WHAT IS BEING ASKED: Starting at the line that contains "Exercise. Tag every instance of the white jersey", restate each line word for word through the final line of the data, keeping both ends.

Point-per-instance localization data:
_ _ _ _ _

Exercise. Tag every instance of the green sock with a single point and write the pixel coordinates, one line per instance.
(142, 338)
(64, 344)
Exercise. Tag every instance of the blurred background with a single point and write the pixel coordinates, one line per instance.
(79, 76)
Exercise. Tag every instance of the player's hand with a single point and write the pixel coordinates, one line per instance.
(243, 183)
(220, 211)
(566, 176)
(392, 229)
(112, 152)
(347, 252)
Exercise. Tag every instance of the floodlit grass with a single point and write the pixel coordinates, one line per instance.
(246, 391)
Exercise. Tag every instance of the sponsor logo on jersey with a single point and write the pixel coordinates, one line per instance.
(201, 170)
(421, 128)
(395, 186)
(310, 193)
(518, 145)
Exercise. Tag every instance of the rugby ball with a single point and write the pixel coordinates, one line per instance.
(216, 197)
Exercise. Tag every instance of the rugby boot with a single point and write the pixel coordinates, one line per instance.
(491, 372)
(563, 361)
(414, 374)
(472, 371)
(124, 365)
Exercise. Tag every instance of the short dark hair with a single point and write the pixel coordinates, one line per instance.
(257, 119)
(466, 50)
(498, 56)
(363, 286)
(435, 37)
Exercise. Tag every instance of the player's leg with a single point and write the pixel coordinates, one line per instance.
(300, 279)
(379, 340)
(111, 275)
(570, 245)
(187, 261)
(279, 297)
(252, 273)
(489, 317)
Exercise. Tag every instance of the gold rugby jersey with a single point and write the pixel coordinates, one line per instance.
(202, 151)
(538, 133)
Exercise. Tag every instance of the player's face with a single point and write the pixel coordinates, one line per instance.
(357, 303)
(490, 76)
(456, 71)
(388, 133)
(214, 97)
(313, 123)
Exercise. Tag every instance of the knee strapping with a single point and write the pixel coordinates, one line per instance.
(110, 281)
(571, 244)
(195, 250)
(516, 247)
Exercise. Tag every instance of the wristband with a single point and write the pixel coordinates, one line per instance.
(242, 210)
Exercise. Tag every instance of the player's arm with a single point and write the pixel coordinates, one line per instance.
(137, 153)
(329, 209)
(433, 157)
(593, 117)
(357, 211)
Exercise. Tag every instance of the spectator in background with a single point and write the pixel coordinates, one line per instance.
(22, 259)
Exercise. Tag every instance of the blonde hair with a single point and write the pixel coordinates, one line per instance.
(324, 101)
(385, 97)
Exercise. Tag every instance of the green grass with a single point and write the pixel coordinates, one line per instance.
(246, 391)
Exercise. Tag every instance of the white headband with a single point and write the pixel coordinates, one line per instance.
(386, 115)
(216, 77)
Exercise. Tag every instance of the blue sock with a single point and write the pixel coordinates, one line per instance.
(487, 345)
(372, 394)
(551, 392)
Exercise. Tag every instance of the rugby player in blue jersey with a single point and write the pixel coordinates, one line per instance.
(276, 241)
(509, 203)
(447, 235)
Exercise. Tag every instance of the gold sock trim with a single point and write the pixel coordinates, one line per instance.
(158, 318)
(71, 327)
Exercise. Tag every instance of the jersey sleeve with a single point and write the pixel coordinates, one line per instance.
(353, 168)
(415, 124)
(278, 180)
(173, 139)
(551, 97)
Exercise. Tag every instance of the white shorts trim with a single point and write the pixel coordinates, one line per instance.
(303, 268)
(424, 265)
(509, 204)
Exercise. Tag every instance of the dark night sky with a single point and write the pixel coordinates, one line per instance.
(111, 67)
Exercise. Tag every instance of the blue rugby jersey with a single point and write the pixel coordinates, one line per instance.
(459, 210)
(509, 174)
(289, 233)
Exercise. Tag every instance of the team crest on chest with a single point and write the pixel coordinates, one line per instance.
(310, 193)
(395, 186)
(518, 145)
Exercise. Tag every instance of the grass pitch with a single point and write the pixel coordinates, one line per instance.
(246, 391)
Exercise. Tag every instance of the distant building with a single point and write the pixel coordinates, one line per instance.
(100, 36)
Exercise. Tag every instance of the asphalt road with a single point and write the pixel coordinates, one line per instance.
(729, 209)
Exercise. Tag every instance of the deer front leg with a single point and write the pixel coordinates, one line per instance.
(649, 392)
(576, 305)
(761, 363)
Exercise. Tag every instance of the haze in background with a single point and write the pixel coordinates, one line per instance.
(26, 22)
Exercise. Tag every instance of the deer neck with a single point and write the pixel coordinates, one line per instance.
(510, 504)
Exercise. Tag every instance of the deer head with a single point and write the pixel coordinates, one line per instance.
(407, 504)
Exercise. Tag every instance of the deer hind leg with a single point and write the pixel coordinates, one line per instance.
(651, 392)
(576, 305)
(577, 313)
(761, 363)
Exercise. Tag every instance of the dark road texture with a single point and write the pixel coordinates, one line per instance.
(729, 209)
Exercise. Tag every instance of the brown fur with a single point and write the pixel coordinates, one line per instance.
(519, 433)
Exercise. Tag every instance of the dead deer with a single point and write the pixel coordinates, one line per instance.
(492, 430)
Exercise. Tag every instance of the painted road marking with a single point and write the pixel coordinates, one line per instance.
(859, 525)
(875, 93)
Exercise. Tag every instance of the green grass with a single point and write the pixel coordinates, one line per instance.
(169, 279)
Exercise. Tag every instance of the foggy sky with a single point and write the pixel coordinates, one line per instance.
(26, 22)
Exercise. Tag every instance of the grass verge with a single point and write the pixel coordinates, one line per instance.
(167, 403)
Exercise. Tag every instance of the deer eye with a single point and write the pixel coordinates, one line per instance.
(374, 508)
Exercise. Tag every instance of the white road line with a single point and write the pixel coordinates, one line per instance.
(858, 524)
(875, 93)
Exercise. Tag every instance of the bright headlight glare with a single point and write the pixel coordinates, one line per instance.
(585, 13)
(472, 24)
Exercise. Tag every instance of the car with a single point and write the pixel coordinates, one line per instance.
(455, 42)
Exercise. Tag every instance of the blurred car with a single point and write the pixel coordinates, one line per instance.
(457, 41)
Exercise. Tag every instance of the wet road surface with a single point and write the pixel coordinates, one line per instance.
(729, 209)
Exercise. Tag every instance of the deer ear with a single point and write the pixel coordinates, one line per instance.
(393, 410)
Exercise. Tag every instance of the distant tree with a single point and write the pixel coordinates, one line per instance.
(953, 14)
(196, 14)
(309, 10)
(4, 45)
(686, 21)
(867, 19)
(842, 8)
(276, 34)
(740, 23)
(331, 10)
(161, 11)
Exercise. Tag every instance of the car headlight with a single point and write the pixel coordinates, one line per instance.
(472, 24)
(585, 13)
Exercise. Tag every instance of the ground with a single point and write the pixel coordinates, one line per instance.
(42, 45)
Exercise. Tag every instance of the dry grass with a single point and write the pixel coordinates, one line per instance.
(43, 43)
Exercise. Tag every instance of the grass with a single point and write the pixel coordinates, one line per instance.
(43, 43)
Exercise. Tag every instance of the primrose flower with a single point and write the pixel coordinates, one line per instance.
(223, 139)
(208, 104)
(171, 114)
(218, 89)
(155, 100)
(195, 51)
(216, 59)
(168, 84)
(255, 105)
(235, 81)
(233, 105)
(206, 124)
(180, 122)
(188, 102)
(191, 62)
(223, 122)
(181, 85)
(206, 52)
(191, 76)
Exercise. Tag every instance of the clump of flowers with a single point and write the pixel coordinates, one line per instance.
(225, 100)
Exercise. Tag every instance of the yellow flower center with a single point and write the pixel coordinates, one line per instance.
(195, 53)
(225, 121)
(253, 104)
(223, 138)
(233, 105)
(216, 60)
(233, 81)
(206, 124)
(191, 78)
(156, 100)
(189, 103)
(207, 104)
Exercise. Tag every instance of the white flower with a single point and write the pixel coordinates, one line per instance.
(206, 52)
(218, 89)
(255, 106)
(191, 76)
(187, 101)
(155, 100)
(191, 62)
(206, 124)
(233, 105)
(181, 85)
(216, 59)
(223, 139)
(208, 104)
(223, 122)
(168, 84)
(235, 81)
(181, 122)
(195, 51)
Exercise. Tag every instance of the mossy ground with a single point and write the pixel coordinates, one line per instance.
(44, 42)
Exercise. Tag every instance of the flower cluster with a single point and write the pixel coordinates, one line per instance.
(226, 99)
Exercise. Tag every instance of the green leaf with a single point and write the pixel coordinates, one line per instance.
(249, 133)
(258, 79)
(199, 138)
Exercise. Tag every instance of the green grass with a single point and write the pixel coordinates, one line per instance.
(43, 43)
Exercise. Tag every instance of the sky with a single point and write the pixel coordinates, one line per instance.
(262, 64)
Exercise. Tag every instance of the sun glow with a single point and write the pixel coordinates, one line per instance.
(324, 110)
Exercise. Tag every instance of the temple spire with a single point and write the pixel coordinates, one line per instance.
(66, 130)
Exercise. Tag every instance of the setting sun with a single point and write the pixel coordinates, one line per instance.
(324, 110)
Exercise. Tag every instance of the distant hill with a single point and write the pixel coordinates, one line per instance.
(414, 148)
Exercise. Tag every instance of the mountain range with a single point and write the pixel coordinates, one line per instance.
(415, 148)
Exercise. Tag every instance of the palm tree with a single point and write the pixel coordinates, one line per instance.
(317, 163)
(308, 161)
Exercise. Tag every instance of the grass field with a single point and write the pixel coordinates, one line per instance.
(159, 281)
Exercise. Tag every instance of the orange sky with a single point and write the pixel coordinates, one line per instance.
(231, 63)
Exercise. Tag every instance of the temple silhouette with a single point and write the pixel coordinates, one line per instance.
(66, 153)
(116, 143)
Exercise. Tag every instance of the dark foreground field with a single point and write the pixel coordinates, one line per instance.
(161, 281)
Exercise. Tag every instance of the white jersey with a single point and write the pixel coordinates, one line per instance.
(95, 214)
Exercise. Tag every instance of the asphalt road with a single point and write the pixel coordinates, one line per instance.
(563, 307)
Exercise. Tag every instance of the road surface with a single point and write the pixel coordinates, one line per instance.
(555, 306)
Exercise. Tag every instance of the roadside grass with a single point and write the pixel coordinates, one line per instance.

_ _ _ _ _

FINISHED EXERCISE:
Exercise. Tag every instance of the white jersey with a single point and write the pixel coordinates, one line per instance.
(95, 214)
Exercise. Tag every instance of the asphalt road with a single point and write the pixel coordinates, one line per instance.
(563, 307)
Exercise. Tag every instance of the road surface with a single point and write the pixel coordinates, one line per instance.
(555, 306)
Exercise. Tag every instance of the roadside grass with a single point and write the pixel coordinates, one line per instance.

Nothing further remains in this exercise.